§ Data in this exercise
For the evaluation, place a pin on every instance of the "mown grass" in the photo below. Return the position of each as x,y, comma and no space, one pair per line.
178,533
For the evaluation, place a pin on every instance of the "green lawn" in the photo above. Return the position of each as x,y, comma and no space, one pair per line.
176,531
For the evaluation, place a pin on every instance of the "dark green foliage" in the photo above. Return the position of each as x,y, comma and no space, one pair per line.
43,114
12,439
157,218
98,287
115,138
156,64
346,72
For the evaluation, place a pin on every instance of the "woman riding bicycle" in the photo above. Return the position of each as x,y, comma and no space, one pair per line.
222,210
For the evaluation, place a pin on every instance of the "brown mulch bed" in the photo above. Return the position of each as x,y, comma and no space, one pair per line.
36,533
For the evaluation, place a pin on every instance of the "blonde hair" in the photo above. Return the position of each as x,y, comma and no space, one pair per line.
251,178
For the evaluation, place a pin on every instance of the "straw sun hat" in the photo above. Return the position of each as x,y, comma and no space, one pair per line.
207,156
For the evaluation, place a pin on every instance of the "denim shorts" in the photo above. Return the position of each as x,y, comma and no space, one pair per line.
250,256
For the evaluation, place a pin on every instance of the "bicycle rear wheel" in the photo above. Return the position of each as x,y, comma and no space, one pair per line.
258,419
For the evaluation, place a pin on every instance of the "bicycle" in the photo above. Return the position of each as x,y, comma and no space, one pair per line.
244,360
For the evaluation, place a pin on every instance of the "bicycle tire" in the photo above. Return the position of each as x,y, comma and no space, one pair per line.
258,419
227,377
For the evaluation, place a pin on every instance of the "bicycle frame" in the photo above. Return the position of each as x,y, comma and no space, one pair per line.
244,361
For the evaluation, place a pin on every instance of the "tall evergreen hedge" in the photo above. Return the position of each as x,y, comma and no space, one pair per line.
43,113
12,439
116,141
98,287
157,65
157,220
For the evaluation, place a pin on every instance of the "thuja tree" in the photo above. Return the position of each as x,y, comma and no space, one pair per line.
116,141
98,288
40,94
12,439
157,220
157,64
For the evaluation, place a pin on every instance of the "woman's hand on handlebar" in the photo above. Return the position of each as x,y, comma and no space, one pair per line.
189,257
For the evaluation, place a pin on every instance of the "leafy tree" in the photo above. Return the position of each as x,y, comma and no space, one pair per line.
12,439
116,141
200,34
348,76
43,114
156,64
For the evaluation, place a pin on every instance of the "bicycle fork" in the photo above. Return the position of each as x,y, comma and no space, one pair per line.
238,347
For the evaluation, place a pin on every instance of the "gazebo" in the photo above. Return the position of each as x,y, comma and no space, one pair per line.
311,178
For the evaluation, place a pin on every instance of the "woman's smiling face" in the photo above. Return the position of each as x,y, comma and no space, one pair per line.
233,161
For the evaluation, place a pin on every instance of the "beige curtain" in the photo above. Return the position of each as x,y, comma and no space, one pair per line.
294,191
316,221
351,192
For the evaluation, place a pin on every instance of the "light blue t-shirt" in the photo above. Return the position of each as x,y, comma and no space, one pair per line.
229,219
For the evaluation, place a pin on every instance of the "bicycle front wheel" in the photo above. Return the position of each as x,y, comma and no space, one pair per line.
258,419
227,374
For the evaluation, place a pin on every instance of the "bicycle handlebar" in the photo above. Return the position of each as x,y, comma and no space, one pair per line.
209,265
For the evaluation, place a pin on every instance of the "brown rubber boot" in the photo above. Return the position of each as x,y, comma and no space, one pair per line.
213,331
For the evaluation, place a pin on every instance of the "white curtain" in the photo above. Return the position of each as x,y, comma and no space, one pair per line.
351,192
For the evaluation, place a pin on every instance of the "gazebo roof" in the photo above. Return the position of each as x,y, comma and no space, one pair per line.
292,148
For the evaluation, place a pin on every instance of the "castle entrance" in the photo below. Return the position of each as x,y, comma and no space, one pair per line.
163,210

§ The exercise
Make an exact copy of the listing, including every line.

§ Output for this task
For the evaluation, place a pin on every instance of the "mown grass" in the photo below. Return the position of each as x,y, comma and no space, one pair per line.
178,533
For the evaluation, place a pin on every instance of the "green lawn" in the photo above. Return the position of each as x,y, comma and no space, one pair per line.
176,531
For the evaluation, place a pin on every instance of the "dark green foliage" in the photo above. Return the position of each as x,y, comma and no space, one pair per line.
43,114
12,439
157,218
98,287
115,138
156,64
346,72
For the evaluation, place a pin on every instance of the "woman riding bicycle" in the photo above. Return the position of each as x,y, comma and no space, one pair per line.
222,210
For the evaluation, place a pin on every instance of the "brown mulch bed" in the photo above. Return the position of each as x,y, comma and no space, one pair per line.
36,533
For the evaluation, place a pin on every instance of the "blonde hair" in the photo above. Return the position of each as x,y, comma and no space, one pair per line.
251,178
For the evaluation, place a pin on every instance of the "straw sun hat" in the photo above. Return the position of each as x,y, comma and no space, one pair per line.
207,156
For the evaluation, place a pin on every instance of the "denim shorts" in the photo above. Return the position of each as x,y, comma and no space, one pair per line.
250,256
For the evaluation, place a pin on every instance of the "bicycle rear wheel" in the photo above. Return the position of each as x,y, comma and no space, one pair per line.
258,419
For the evaluation, place a pin on every instance of the "bicycle" in the photo above. Return the position of each as x,y, comma and no space, one pair per line.
244,360
For the evaluation, place a pin on every instance of the "bicycle tire" in the photo above. Return the position of each as x,y, comma and no space, one pair per line.
258,419
227,377
For the evaluation, place a pin on every instance of the "bicycle frame" in the photo above. Return the position of each as x,y, comma and no space, one pair per line.
244,361
For the evaluation, place a pin on every instance of the "tall evergreen hedge" in the photo above. Return the position of each as x,y, comma and no space, one pair per line.
43,113
12,439
116,141
98,287
157,65
157,220
For the evaluation, place a pin on every instance of the "thuja tree" in the photo above. Return the position of each as x,y, comma and no space, one pair per line.
116,141
98,288
40,94
12,439
157,220
157,64
For the evaluation, place a pin on every instance of the "woman's hand on handlebar" in the photo above. Return the position of each as x,y, comma and no space, one pair per line.
189,257
For the evaluation, place a pin on every instance of the "leafy tree" in the photo above. Return the position of each as x,y, comma and no space, one pair per line.
12,439
116,141
200,34
348,76
43,114
156,64
For the evaluation, place a pin on every instance of the "bicycle fork" in the photo above. Return the position of each as x,y, comma and no space, one pair per line.
238,347
For the evaluation, place a pin on every instance of the "gazebo" in the photo above. Return the position of each as x,y, comma and no space, one pair per line.
311,178
For the evaluation, place a pin on every instance of the "woman's smiling face" in the photo above. Return the position of each as x,y, comma and no space, one pair per line.
233,161
For the evaluation, place a pin on every instance of the "beige curtain" in the photo above. Return the position of each as x,y, comma and no space, one pair per line.
294,191
316,221
351,192
For the evaluation, place a pin on every instance of the "light blue t-shirt" in the photo above. Return the position of each as x,y, comma and no space, one pair per line.
229,219
For the evaluation, place a pin on every instance of the "bicycle front wheel" in the photo above. Return the position of each as x,y, comma and no space, one pair per line.
258,419
227,374
For the evaluation, place a pin on every instance of the "bicycle handlebar" in the photo above. Return the position of each as x,y, comma and no space, one pair per line.
209,265
For the evaluation, place a pin on every instance of the "brown rubber boot" in the photo above. Return the position of each as x,y, comma and no space, one pair per line.
213,331
For the evaluation, place a pin on every instance of the "white curtain" in the photo above. Return the position of each as x,y, comma and no space, one pair per line.
351,192
For the evaluation, place a pin on every instance of the "gazebo roof" in the photo above. Return the position of each as x,y, comma and no space, one pair per line.
292,148
For the evaluation, place a pin on every instance of the "castle entrance" in the photo below. Return the position of each as x,y, comma and no space, one pair per line.
163,210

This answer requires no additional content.